(Segmentation dataset items)
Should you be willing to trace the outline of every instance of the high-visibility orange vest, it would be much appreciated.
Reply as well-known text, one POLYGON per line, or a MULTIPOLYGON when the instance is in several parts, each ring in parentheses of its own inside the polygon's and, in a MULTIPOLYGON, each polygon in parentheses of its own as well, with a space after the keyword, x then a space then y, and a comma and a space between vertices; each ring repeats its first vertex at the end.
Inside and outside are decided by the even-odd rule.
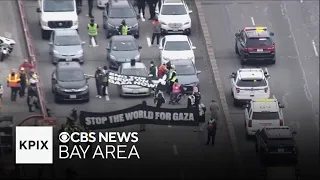
POLYGON ((9 74, 8 76, 9 87, 19 87, 19 81, 20 81, 20 78, 18 74, 15 74, 14 76, 9 74))

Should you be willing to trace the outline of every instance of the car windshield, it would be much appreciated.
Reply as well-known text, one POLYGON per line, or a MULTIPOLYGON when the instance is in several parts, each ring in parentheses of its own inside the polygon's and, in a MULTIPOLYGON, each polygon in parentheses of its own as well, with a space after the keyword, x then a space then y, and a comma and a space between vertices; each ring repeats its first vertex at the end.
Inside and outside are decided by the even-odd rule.
POLYGON ((190 45, 187 41, 167 41, 165 51, 189 51, 190 45))
POLYGON ((265 79, 239 80, 237 82, 237 86, 239 86, 239 87, 261 87, 261 86, 267 86, 267 81, 265 79))
POLYGON ((54 45, 56 46, 76 46, 80 44, 78 36, 56 36, 54 39, 54 45))
POLYGON ((122 75, 127 76, 143 76, 147 77, 148 72, 145 68, 128 68, 128 69, 122 69, 121 72, 122 75))
POLYGON ((74 0, 45 0, 43 12, 70 12, 75 10, 74 0))
POLYGON ((138 47, 133 41, 113 41, 111 49, 113 51, 135 51, 138 47))
MULTIPOLYGON (((172 63, 172 62, 171 62, 172 63)), ((195 75, 196 69, 193 64, 190 63, 172 63, 175 66, 177 75, 195 75)))
POLYGON ((113 8, 109 12, 110 18, 134 18, 135 13, 131 8, 113 8))
POLYGON ((184 5, 165 5, 161 8, 161 15, 186 15, 184 5))
POLYGON ((60 70, 57 73, 57 78, 62 82, 73 82, 85 80, 84 73, 81 70, 60 70))
POLYGON ((253 112, 252 119, 254 120, 276 120, 279 119, 278 112, 253 112))
POLYGON ((258 48, 270 46, 272 46, 272 41, 270 38, 250 38, 247 40, 247 47, 258 48))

- _Work to complete_
Can you copy every one of the items above word for word, leaving the pictures out?

- _Answer to the problem_
Should you be willing to trace the outline of every instance of the high-visibility orange vest, it would be much appreciated.
Reply as well-known text, one POLYGON per line, or a MULTIPOLYGON when the instance is in several parts, each ring in parentheses of its own inside the polygon's and, in a MULTIPOLYGON, each polygon in parentheses of its own as well, with a space after the keyword, x then a space then y, and a comma and a space between vertices; each ring repeats its first vertex at the end.
Inside and outside are decided by the even-odd rule.
POLYGON ((9 74, 8 76, 9 87, 19 87, 19 81, 20 81, 20 78, 18 74, 15 74, 14 76, 9 74))

Should you be willing to trace the outline of every instance of the car windshield, it would be much appreciated.
Reply as well-known text, one POLYGON per line, or a MULTIPOLYGON when the instance is in several parts, each ring in parentheses of its own inside the polygon's and, in a MULTIPOLYGON, each polygon in parentheses of its own as well, with a space after the keyword, x then a space then y, and a comma and a space between vertices; each ring repeats its first vertex at the end.
Inside and outside are decided by the even-odd rule.
POLYGON ((190 45, 187 41, 167 41, 165 51, 189 51, 190 45))
POLYGON ((265 79, 239 80, 237 82, 237 86, 239 86, 239 87, 261 87, 261 86, 267 86, 267 81, 265 79))
POLYGON ((54 45, 56 46, 76 46, 80 44, 78 36, 56 36, 54 39, 54 45))
POLYGON ((122 75, 127 76, 143 76, 147 77, 148 72, 145 68, 128 68, 128 69, 122 69, 121 72, 122 75))
POLYGON ((74 0, 45 0, 43 12, 70 12, 75 10, 74 0))
POLYGON ((138 47, 133 41, 113 41, 111 49, 113 51, 135 51, 138 47))
MULTIPOLYGON (((172 63, 172 62, 171 62, 172 63)), ((195 75, 196 69, 193 64, 190 63, 172 63, 175 66, 177 75, 195 75)))
POLYGON ((113 8, 109 12, 110 18, 134 18, 135 13, 131 8, 113 8))
POLYGON ((184 5, 165 5, 161 8, 161 15, 186 15, 184 5))
POLYGON ((60 70, 57 73, 57 78, 62 82, 73 82, 85 80, 84 73, 81 70, 60 70))
POLYGON ((253 112, 252 119, 254 120, 276 120, 279 119, 278 112, 253 112))
POLYGON ((258 48, 270 46, 272 46, 272 41, 270 38, 250 38, 247 40, 247 47, 258 48))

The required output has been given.